EXTRACTED MATERIAL:
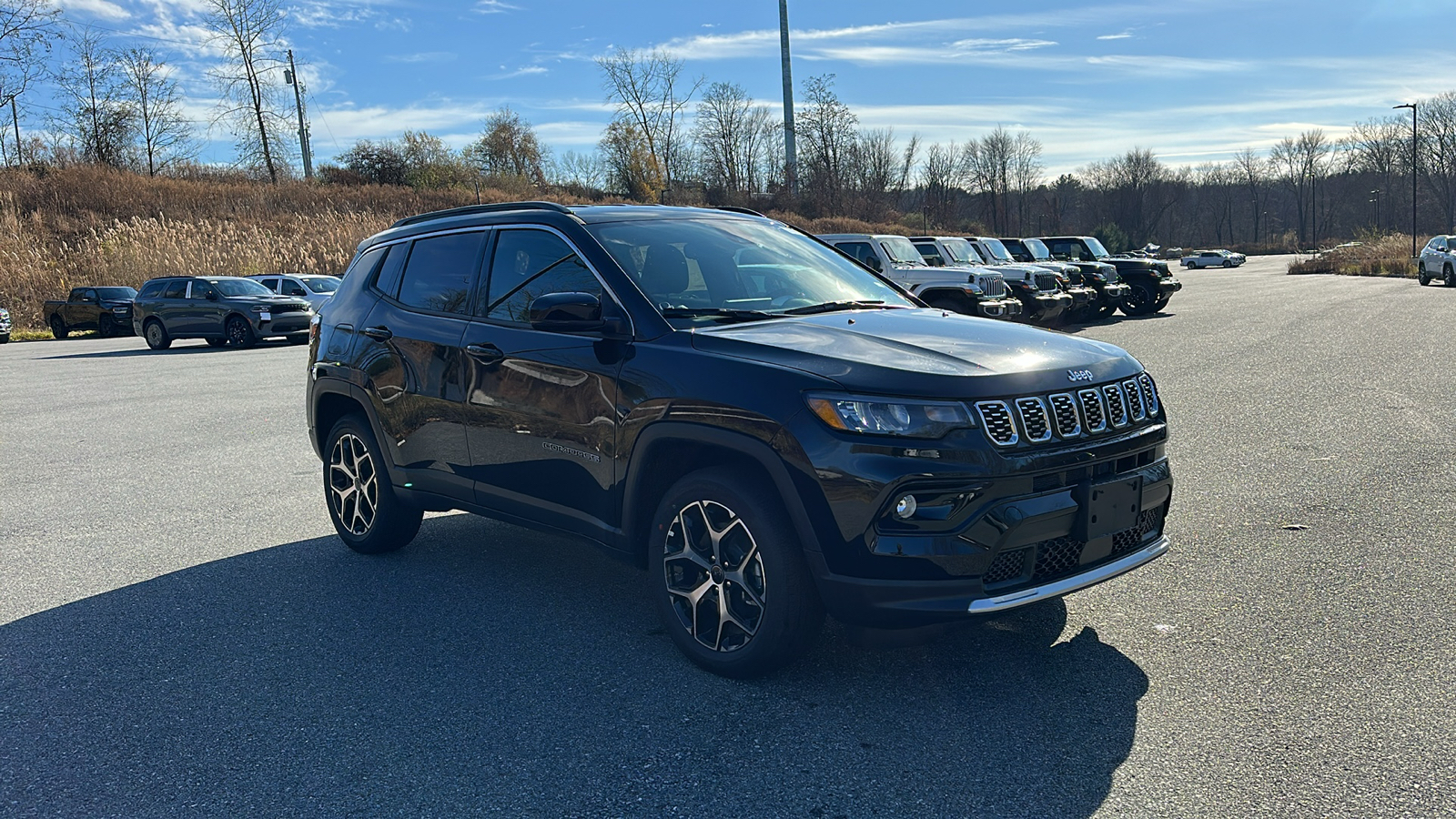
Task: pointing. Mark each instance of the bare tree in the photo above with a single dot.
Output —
(96, 113)
(249, 34)
(826, 131)
(1252, 174)
(1300, 164)
(652, 95)
(28, 28)
(734, 137)
(164, 131)
(509, 147)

JOB:
Please output every line of the rows above as a numbered list, skipping any blank lines and leaving out the picture.

OUTPUT OF THE TASK:
1. Task: pointing. Mark each instance of the bare tree in the photo above with a single dot.
2. Output —
3. (96, 113)
4. (249, 34)
5. (826, 131)
6. (1252, 174)
7. (1300, 164)
8. (652, 95)
9. (28, 28)
10. (734, 137)
11. (164, 131)
12. (509, 147)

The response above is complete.